Problem 1 »
Quote the passage on Lord Euston word for word, in full.

Lord Euston, whose father was recorder of Coventry, stood unsuccessfully for the town at a by-election in February 1737. Returned for it two months later, he was absent from the division on the Spanish convention in 1739 but voted with the Administration on the place bill in 1740. No further votes of his are recorded. In October 1741 he married Lady Dorothy Boyle, ‘a girl of the softest temper, vast beauty, birth and fortune’, whom he treated with the utmost brutality, till her death on 2 May 1742, in the words of her mother, delivered her ‘from extremest misery’.1 He was on the worst terms with the Duke of Grafton who, Horace Walpole wrote to Mann (29 June 1743),
is so unhappy in his heir apparent, that he checks his hand in almost everything he undertakes. Last week he heard a new exploit of his barbarity. A tenant of Lord Euston in Northamptonshire brought him his rent, and the Lord said it wanted three and sixpence: the tenant begged he would examine the account, that it would prove exact - however, to content him, he would willingly pay him the three and sixpence. Lord E. flew into a rage and vowed he would write to the Duke to have him turned out of a little place he has in the post office of thirty pounds a year. The poor man, who has six children, and knew nothing of my Lord’s being on no terms of power with his father, went home and shot himself.

Records shown »
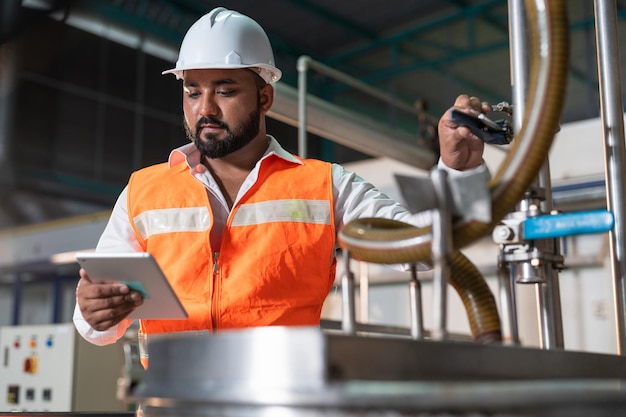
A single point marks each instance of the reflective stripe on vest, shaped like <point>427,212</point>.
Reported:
<point>197,219</point>
<point>154,222</point>
<point>276,259</point>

Problem 2 »
Rewrite the records with "stripe" changed to "band" and everything else kept the same. Omit the picture from your answer.

Right answer 1 »
Lord Euston, whose father was recorder of Coventry, stood unsuccessfully for the town at a by-election in February 1737. Returned for it two months later, he was absent from the division on the Spanish convention in 1739 but voted with the Administration on the place bill in 1740. No further votes of his are recorded. In October 1741 he married Lady Dorothy Boyle, ‘a girl of the softest temper, vast beauty, birth and fortune’, whom he treated with the utmost brutality, till her death on 2 May 1742, in the words of her mother, delivered her ‘from extremest misery’.1 He was on the worst terms with the Duke of Grafton who, Horace Walpole wrote to Mann (29 June 1743),
is so unhappy in his heir apparent, that he checks his hand in almost everything he undertakes. Last week he heard a new exploit of his barbarity. A tenant of Lord Euston in Northamptonshire brought him his rent, and the Lord said it wanted three and sixpence: the tenant begged he would examine the account, that it would prove exact - however, to content him, he would willingly pay him the three and sixpence. Lord E. flew into a rage and vowed he would write to the Duke to have him turned out of a little place he has in the post office of thirty pounds a year. The poor man, who has six children, and knew nothing of my Lord’s being on no terms of power with his father, went home and shot himself.

Right answer 2 »
A single point marks each instance of the reflective band on vest, shaped like <point>427,212</point>.
Reported:
<point>197,219</point>
<point>154,222</point>
<point>276,259</point>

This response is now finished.